Natural-language object grounding data
# # # # #

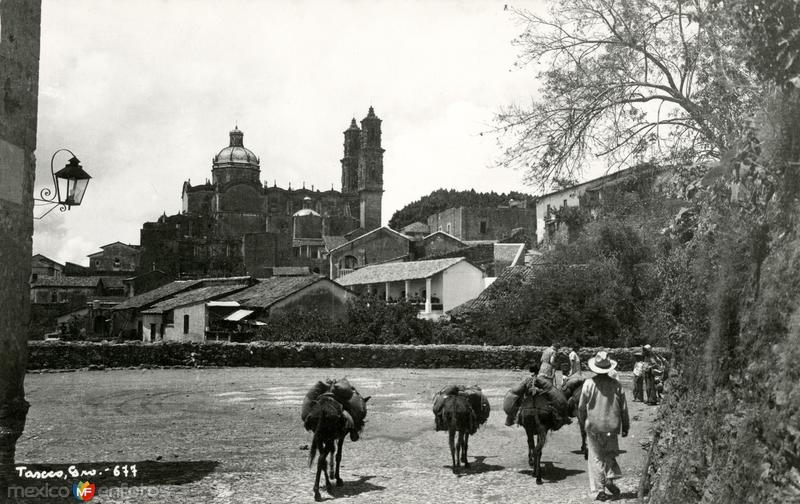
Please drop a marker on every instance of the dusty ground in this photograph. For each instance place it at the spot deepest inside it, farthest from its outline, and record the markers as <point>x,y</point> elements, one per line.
<point>234,435</point>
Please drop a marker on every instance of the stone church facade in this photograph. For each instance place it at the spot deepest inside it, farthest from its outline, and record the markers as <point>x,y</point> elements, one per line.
<point>235,224</point>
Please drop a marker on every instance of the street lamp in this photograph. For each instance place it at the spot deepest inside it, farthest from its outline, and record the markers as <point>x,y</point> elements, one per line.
<point>69,184</point>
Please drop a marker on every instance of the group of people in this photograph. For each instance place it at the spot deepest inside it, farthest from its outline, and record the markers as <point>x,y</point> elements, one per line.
<point>602,407</point>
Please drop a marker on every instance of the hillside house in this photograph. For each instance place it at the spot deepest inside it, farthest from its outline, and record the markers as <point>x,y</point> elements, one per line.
<point>435,286</point>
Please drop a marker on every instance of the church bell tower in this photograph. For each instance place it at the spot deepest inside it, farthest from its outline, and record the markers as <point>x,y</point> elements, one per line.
<point>370,172</point>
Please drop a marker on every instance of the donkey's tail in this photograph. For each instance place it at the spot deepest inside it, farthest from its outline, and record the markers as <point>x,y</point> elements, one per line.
<point>315,442</point>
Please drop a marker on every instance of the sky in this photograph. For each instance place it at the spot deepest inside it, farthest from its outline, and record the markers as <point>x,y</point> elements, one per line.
<point>144,92</point>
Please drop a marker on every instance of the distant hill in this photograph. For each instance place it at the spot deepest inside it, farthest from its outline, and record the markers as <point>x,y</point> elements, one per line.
<point>442,199</point>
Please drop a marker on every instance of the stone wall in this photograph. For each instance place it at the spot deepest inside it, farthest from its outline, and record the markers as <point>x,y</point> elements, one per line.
<point>71,355</point>
<point>20,22</point>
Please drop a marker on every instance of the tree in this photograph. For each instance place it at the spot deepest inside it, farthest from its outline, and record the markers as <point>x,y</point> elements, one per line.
<point>627,80</point>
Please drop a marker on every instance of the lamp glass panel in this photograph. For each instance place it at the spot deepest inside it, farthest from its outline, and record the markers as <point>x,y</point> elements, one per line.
<point>75,191</point>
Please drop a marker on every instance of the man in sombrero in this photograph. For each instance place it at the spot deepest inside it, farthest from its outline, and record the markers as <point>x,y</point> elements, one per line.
<point>603,412</point>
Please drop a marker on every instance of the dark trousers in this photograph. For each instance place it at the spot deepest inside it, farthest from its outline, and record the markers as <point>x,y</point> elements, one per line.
<point>650,386</point>
<point>638,388</point>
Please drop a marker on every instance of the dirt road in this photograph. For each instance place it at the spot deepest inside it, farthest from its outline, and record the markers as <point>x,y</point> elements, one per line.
<point>234,435</point>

# # # # #

> **WHAT THE TASK REQUIRES**: Taking the line with "Please drop a marker on every instance of the dark" as the start and the last line of the data above as the end, write out those two lines and every line between them exactly, and only those.

> **YOUR SOLUTION**:
Please drop a marker on every instance of the dark trousers in this photograph. For each instance place it at the spot deepest inside it, farthest from its outline, and record the markers as <point>x,y</point> elements, one per line.
<point>650,386</point>
<point>638,388</point>
Please drop a marker on every instance of the dirt road in this photograph. For each instance place it at the spot deepest inside it, farthest from its outline, and record the markers as <point>x,y</point> elements, one per line.
<point>234,435</point>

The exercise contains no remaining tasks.